- [YOUR INSTRUCTIONS]
Only the lines from the beginning of the data below through the line containing "Query: green truck body" belong in the response, each copied exactly.
DATA RECORDS section start
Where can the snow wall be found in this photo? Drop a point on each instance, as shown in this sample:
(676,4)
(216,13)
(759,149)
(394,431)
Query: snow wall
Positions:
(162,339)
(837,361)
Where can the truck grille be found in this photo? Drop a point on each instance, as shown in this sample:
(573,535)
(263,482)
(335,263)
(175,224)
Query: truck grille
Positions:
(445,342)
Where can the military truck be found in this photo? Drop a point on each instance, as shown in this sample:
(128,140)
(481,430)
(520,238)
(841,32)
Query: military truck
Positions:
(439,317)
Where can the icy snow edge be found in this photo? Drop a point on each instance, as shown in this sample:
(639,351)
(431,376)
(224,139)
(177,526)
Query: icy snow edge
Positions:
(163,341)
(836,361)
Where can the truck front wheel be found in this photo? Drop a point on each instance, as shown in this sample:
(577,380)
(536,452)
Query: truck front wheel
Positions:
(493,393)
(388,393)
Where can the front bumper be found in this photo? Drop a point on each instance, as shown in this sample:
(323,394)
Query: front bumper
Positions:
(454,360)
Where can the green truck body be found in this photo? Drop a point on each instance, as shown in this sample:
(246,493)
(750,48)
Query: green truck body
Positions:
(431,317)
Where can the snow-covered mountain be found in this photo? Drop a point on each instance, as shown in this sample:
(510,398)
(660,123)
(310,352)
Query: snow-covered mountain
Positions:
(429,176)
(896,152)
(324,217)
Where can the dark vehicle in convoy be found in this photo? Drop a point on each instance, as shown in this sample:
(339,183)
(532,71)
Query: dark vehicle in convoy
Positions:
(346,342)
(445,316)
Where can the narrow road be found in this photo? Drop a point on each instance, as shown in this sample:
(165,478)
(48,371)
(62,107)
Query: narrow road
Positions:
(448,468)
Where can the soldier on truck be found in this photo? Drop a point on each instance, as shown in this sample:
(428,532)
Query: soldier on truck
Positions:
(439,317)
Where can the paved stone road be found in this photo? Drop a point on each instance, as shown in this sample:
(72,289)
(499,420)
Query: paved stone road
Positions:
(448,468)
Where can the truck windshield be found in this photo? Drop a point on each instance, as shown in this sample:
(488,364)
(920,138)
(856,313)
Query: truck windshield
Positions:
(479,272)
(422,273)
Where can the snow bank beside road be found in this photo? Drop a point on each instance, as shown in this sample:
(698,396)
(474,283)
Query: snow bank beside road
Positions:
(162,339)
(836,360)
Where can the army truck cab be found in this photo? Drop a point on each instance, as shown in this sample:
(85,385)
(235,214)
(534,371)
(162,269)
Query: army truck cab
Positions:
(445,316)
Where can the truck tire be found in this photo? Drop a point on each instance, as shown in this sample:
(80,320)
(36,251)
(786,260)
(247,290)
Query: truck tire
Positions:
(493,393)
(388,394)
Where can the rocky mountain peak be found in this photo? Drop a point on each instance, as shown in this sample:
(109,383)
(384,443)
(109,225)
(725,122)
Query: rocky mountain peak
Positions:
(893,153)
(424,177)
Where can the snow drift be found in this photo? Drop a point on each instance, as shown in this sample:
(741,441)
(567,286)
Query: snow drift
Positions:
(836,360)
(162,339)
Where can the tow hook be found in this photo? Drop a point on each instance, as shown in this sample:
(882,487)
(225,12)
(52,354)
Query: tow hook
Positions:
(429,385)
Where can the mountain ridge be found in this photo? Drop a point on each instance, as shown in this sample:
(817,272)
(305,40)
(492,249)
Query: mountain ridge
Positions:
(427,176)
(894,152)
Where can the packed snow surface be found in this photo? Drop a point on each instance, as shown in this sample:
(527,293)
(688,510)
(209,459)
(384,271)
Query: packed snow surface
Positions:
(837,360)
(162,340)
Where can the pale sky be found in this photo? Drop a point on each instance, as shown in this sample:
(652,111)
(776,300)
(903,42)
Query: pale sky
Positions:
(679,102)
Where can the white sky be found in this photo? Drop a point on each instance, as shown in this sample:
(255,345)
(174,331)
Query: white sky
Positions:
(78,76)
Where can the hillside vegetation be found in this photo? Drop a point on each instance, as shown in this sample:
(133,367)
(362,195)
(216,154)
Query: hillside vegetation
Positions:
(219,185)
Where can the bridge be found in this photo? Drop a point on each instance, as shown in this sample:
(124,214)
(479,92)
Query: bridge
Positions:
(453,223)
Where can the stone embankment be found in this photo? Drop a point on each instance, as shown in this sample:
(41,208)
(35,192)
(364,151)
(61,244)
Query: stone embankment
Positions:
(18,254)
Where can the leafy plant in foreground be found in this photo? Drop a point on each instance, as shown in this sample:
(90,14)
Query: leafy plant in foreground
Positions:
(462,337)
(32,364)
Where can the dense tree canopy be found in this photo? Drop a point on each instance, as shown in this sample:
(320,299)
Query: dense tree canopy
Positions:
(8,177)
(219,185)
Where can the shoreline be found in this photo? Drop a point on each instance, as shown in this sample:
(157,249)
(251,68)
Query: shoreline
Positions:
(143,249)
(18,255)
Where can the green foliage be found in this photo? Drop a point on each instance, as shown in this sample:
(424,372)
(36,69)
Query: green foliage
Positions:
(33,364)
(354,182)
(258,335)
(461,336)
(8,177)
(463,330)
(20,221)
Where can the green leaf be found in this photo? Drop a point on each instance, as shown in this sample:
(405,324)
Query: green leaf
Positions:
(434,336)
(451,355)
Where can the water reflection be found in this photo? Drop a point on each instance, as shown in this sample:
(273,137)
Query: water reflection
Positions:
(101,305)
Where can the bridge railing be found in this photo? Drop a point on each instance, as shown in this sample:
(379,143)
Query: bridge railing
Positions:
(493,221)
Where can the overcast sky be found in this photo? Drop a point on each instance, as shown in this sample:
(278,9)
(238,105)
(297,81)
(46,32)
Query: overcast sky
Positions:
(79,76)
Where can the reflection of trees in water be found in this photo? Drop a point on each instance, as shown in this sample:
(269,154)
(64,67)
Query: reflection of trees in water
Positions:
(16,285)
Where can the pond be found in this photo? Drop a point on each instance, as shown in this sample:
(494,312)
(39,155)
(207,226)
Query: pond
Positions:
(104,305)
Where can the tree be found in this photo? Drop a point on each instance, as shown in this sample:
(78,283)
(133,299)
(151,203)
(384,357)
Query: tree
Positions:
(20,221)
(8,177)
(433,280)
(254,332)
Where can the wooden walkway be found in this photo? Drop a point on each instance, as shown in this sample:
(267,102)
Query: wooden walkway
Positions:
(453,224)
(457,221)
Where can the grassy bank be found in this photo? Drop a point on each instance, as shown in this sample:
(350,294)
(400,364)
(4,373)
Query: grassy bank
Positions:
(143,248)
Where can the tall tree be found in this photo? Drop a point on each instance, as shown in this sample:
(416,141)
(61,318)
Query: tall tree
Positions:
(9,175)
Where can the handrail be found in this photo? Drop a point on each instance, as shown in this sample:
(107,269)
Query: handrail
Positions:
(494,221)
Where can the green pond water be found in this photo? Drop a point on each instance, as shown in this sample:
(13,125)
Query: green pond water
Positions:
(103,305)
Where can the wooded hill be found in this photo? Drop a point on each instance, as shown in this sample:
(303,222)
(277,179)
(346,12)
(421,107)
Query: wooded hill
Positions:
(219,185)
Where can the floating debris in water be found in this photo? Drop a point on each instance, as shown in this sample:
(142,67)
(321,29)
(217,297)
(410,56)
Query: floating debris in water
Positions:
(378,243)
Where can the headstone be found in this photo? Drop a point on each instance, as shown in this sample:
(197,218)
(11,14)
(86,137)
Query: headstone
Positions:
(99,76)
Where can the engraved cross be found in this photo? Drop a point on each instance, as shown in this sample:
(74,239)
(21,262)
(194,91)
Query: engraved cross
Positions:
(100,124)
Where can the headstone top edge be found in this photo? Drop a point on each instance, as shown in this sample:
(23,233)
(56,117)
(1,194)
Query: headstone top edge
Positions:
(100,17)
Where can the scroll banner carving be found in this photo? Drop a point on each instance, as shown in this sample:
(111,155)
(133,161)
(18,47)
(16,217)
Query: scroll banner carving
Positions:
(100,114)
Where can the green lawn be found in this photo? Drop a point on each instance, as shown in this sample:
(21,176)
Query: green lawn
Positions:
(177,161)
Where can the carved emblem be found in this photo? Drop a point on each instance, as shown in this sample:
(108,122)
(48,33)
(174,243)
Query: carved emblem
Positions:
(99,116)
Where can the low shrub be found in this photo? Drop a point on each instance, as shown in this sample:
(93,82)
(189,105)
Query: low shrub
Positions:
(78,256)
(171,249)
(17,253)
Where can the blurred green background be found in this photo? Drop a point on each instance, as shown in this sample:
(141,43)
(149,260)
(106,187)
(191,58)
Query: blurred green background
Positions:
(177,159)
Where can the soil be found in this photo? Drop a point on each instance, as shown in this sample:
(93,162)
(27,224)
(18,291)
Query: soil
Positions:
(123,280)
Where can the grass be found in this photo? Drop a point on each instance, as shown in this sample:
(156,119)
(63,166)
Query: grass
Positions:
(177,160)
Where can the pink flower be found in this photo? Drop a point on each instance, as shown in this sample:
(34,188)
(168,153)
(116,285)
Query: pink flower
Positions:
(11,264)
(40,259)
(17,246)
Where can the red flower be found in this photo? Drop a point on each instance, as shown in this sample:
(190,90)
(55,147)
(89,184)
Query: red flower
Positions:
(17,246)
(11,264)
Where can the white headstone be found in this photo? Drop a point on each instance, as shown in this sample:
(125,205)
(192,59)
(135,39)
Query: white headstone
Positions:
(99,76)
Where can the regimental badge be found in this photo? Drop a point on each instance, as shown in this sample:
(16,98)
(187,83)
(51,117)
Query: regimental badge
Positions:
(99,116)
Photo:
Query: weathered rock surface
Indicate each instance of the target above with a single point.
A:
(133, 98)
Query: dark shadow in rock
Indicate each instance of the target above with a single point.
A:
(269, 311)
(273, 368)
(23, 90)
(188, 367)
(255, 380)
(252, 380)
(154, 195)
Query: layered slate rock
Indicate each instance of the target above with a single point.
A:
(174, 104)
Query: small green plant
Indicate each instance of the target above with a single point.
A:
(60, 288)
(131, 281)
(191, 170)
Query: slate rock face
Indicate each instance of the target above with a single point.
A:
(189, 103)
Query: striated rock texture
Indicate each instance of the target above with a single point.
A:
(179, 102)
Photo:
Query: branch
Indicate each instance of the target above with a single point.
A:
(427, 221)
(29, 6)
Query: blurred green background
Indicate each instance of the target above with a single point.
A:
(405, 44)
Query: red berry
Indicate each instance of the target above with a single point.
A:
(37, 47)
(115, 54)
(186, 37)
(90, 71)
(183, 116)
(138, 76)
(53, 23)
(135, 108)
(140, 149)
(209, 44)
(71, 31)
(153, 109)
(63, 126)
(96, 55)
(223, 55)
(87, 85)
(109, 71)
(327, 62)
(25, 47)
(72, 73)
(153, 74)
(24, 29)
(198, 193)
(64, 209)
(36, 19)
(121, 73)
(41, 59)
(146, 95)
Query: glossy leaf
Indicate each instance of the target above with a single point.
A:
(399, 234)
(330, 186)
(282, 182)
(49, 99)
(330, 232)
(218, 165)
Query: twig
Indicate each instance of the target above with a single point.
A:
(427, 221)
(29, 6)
DATA RECORDS section end
- [RESULT FOR THIS EXERCISE]
Where can the snow wall be found in this photo? Drop a point on each instance, as shown in this sample:
(676,4)
(216,13)
(759,149)
(394,431)
Query: snow wall
Positions:
(162,339)
(837,361)
Where can the truck grille be found in this photo? Drop a point on each instance, as shown in this sample:
(573,535)
(263,482)
(335,263)
(175,224)
Query: truck grille
Positions:
(445,342)
Where can the military truck be found in this photo? Drop a point on each instance, as shown in this sample:
(128,140)
(481,430)
(520,238)
(841,32)
Query: military truck
Positions:
(439,317)
Where can the icy snow edge be found in this photo? Drop a point on each instance, as shown in this sample:
(639,351)
(431,376)
(224,139)
(177,526)
Query: icy snow edge
Positions:
(163,341)
(836,361)
Where can the truck front wheel be found in this photo? Drop a point on each instance, as shown in this sample:
(577,380)
(536,452)
Query: truck front wheel
Positions:
(493,393)
(388,393)
Where can the front bumper be found in this photo? Drop a point on each instance, as shown in this sample:
(323,394)
Query: front bumper
Positions:
(454,360)
Where can the green truck body be found in this photo? Drop a point on each instance, as shown in this sample:
(246,493)
(750,48)
Query: green truck body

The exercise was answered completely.